• **INFORMATION GIVEN**:
+ + + + + + +

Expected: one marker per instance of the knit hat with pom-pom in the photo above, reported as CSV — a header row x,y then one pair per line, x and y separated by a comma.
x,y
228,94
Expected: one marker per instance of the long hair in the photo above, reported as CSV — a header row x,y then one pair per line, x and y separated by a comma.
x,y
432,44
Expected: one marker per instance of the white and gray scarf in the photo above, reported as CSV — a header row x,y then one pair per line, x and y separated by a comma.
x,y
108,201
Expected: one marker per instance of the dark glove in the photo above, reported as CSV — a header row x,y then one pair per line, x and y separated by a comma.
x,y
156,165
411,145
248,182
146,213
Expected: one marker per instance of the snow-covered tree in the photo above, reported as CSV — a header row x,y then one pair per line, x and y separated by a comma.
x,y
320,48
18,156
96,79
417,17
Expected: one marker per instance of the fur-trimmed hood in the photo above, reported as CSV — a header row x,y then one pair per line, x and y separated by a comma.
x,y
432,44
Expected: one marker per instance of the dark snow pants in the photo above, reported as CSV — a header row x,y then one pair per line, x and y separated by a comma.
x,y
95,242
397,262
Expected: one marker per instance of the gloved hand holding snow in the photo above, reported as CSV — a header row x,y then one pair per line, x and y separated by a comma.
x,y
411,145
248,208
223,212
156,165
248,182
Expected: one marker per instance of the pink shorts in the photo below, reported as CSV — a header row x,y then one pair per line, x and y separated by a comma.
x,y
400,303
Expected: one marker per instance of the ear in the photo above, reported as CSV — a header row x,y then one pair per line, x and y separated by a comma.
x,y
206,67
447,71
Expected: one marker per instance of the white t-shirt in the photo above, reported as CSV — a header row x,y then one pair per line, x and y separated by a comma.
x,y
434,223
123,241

+ + + + + + +

• **GOAL OF THE EXERCISE**:
Return the whole listing above verbatim.

• **TASK ANSWER**:
Expected: one marker per instance of the knit hat with pom-pom in the photo above, reported as CSV — a header row x,y then one pair per line, x and y separated by a comma.
x,y
228,94
Expected: one marker per instance of the long hair in the photo above, reported as CSV — a header row x,y then one pair per line, x and y separated by a comma.
x,y
432,44
Expected: one marker per instance of the white and gray scarf in the photo above, reported as CSV — a header row x,y then one pair per line, x and y separated by a comma.
x,y
108,201
Expected: one marker per instance of the dark glove in the photo above, reported as CSV — a header row x,y then one pair per line, x and y separated by a comma.
x,y
156,165
411,145
248,182
146,213
Expected: one marker per instance of the snow-covered tree in the photo above, reported as CSV — a header row x,y then one pair per line, x and y separated by a comma.
x,y
320,48
18,156
96,79
417,17
Expected: one marker per instance of the fur-trimmed hood in the photo above, reported as CSV — a header row x,y then one pair per line, x and y separated by a comma.
x,y
432,44
Expected: one marker per instance of the dark snow pants in the photo above, reported as CSV — a header row x,y then one pair per line, x and y separated by a comma.
x,y
95,242
397,262
Expected: one marker per instance of the gloved hand holding snow in the photo above, reported as CSV — a header row x,y then one pair per line, x and y separated by a comma.
x,y
411,145
248,208
223,212
156,165
248,182
Expected: one marker per instance of the pink shorts in the photo below, reported as CSV — a header row x,y then one pair per line, x and y separated by a comma.
x,y
400,303
Expected: one marker per instance of the ear in the photo above, reported as CSV — a header row x,y then one pair per line, x and y separated by a comma.
x,y
206,67
447,71
Expected: one marker per instance of the white t-shirt in the photo above, reported as CSV — a header row x,y then one pair per line, x and y separated by a comma.
x,y
434,223
123,241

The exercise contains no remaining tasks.